SUPPLIED INFORMATION:
********

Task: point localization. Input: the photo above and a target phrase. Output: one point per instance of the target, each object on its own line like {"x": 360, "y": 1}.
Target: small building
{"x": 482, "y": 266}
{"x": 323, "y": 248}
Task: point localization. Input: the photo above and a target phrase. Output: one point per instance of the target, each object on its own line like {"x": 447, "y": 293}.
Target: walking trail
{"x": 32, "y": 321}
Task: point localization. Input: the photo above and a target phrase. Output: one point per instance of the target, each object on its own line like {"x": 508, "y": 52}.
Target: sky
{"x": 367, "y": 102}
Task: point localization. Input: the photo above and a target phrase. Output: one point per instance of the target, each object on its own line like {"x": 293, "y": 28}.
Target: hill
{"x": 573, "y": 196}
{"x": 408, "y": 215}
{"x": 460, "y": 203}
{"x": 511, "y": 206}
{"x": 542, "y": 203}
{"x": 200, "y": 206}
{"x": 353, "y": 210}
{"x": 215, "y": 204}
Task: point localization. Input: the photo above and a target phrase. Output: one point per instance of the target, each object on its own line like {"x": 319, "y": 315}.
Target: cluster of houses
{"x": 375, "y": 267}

********

EXERCISE REQUIREMENTS:
Every record should be given again exactly.

RESULT OF THIS TASK:
Task: point localization. Input: the photo above and a target phrase. Output: one point per instance of the target, each object on its own line like {"x": 360, "y": 1}.
Target: small building
{"x": 482, "y": 266}
{"x": 323, "y": 248}
Task: point localization. Input: the photo above and a target phrase. Output: one point per instance of the target, each object on its own line like {"x": 447, "y": 293}.
Target: walking trail
{"x": 32, "y": 321}
Task: point localization. Input: the photo above and a target phrase. Output: one point per instance of the target, each object on its own line like {"x": 508, "y": 52}.
Target: sky
{"x": 367, "y": 102}
Task: point localization. Input: the photo above and a target phrase. Output: one point per instance of the target, each object on its own line like {"x": 293, "y": 28}.
Target: hill
{"x": 573, "y": 196}
{"x": 408, "y": 215}
{"x": 460, "y": 203}
{"x": 511, "y": 206}
{"x": 542, "y": 203}
{"x": 200, "y": 206}
{"x": 353, "y": 210}
{"x": 215, "y": 204}
Task: point localization. Input: the photo above and a target phrase. Output: one point per instance of the target, each object on its own line like {"x": 319, "y": 315}.
Target: cluster of houses
{"x": 375, "y": 267}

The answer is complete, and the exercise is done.